======== Document
Bulk Loading and Processing with Coherence

Bulk Writing to a Cache

A common scenario when using Coherence is to pre populate a cache before the application makes use of the cache. A simple way to do this would be:

public static void bulkLoad(NamedCache cache, Connection conn)
    {
    Statement s;
    ResultSet rs;
    
    try
        {
        s = conn.createStatement();
        rs = s.executeQuery("select key, value from table");
        while (rs.next())
            {
            Integer key   = new Integer(rs.getInt(1));
            String  value = rs.getString(2);
            cache.put(key, value);
            }
        ...
        }
    catch (SQLException e)
        {...}
    }

This works, but each call to put may result in network traffic, especially for partitioned and replicated caches. Additionally, each call to put will return the object it just replaced in the cache (per the java.util.Map interface) which will add more unnecessary overhead. This can be made much more efficient by using putAll instead:

public static void bulkLoad(NamedCache cache, Connection conn)
================
**Tasks to carry out:**
**a)** Shorten the paragraph of the Coherence text that begins "This works, but each call to put" into a brief list that keeps its main facts.
**b)** Reproduce the Coherence text word for word, starting with "A common scenario" and going on through "while (rs.next())".
The material after the Coherence text is separate from it.
======== Material shown
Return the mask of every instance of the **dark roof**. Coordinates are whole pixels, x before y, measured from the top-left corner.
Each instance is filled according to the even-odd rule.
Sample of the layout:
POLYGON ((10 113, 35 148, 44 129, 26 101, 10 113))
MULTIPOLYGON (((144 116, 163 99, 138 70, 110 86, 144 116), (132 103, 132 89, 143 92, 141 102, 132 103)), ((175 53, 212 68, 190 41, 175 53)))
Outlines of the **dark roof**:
================
**Results in order:**
**a)**
- Loading the cache with one put call per entry works but is inefficient.
- Each put may cause network traffic, especially for partitioned and replicated caches.
- Each put also returns the object it replaced in the cache (per the java.util.Map interface), which adds unnecessary overhead.
- Using putAll instead is much more efficient.

**b)**
A common scenario when using Coherence is to pre populate a cache before the application makes use of the cache. A simple way to do this would be:

public static void bulkLoad(NamedCache cache, Connection conn)
    {
    Statement s;
    ResultSet rs;
    
    try
        {
        s = conn.createStatement();
        rs = s.executeQuery("select key, value from table");
        while (rs.next())